» SÉRIE DE CONSIGNES:
1. Indiquez si chacune des affirmations suivantes concorde avec l'extrait sur l'abolition du Sénat en répondant par oui ou par non, puis citez exactement les mots du texte qui tranchent : (a) Selon l'extrait, il serait bon d'abolir le Sénat. (b) La ville de Toronto envoie plus de députés à Ottawa que toute la province d'Alberta. (c) Le Sénat échappe au déséquilibre de représentation décrit.
2. Poursuivez l'extrait sur l'abolition du Sénat à partir de sa dernière phrase.

» PASSAGE EXTRAIT:
■ ■ ■ ■

Serait-il bon, dans l'intérêt supérieur du Canada, d'abolir le Sénat? En tant qu'Albertain, je répondrai clairement par la négative. Mes compatriotes albertains comprennent sûrement que les raisons fondamentales pour lesquelles on a créé cette seconde Chambre sont tout aussi valables aujourd'hui qu'elles l'étaient il y a 130 ans, sinon même davantage. Alors que la ville de Toronto envoie plus de députés à Ottawa que la province d'Alberta tout entière, ce déséquilibre ne justifie-t-il pas de façon criante une Chambre de représentation régionale? Le même déséquilibre existe malheureusement au Sénat, et je reviendrai plus longuement sur ce sujet dans un instant.

■ ■ ■ ■

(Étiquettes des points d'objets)

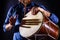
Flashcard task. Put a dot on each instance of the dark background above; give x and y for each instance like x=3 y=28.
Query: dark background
x=51 y=5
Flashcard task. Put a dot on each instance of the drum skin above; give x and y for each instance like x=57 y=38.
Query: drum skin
x=49 y=28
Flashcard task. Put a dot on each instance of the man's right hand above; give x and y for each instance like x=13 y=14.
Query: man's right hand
x=12 y=20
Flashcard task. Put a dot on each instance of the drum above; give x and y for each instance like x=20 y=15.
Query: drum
x=37 y=24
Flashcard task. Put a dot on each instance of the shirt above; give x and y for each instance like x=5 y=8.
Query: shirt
x=19 y=11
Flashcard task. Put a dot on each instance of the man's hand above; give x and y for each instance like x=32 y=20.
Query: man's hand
x=37 y=9
x=12 y=20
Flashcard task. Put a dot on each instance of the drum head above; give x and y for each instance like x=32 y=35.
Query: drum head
x=27 y=32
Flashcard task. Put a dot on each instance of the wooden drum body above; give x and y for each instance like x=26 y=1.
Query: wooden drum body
x=33 y=24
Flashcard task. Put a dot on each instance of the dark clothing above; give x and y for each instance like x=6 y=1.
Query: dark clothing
x=19 y=11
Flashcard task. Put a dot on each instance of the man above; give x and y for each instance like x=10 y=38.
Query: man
x=16 y=13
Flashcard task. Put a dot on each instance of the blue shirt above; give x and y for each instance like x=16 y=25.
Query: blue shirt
x=19 y=10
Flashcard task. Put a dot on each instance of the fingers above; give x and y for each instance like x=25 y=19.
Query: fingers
x=34 y=10
x=12 y=20
x=46 y=13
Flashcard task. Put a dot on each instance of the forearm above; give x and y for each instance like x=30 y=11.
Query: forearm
x=8 y=27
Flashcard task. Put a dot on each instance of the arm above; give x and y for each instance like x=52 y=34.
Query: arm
x=7 y=25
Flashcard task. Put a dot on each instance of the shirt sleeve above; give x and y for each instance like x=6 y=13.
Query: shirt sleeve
x=7 y=19
x=52 y=17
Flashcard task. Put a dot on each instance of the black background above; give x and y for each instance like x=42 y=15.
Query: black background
x=51 y=5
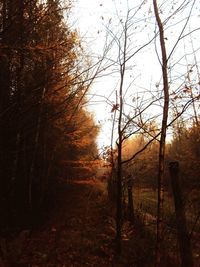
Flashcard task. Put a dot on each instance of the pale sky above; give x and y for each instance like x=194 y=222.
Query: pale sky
x=91 y=17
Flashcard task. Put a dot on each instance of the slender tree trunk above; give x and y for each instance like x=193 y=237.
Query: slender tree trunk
x=183 y=235
x=162 y=139
x=35 y=149
x=120 y=141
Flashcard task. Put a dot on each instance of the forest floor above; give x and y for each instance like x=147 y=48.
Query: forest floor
x=79 y=232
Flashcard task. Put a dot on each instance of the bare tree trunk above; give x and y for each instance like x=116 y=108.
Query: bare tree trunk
x=183 y=235
x=162 y=138
x=130 y=202
x=36 y=143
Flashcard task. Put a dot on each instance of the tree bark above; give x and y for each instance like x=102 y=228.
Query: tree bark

■ ■ ■ ■

» RÉPONSES:
1.
(a) Non : « je répondrai clairement par la négative ».
(b) Oui : « la ville de Toronto envoie plus de députés à Ottawa que la province d'Alberta tout entière ».
(c) Non : « Le même déséquilibre existe malheureusement au Sénat ».

2.
L'aliénation persistante des régions de notre pays est sûrement attribuable en partie au fait que nos régions se sentent impuissantes à Ottawa contre la domination des électeurs qui vivent dans les régions centrales du sud de l'Ontario et du Québec. Une Chambre politique qui représenterait réellement la Colombie-Britannique, les Prairies et les Maritimes sur un pied d'égalité avec les régions plus peuplées devrait sûrement être un antidote important à la malédiction historique de la domination du centre du Canada. Le système parlementaire bicaméral, avec ses freins et contrepoids, est un système dont le succès s'est sûrement avéré dans une démocratie comme valve de sûreté contre le risque d'oppression par la majorité.

J'interviens aujourd'hui de ma place au Sénat en qualité de Canadien venant d'une région qui croit fermement qu'il est important de nous doter d'une Chambre des régions qui soit la pierre angulaire d'une démocratie représentative fonctionnelle et équitable.

En quoi donc avons-nous fait fausse route?

(1450)

Pourquoi le Sénat est-il tellement rabaissé et ridiculisé? Quel genre de chirurgie faudra-t-il pratiquer pour le ramener à la vie aux yeux des Canadiens et lui rendre leur confiance?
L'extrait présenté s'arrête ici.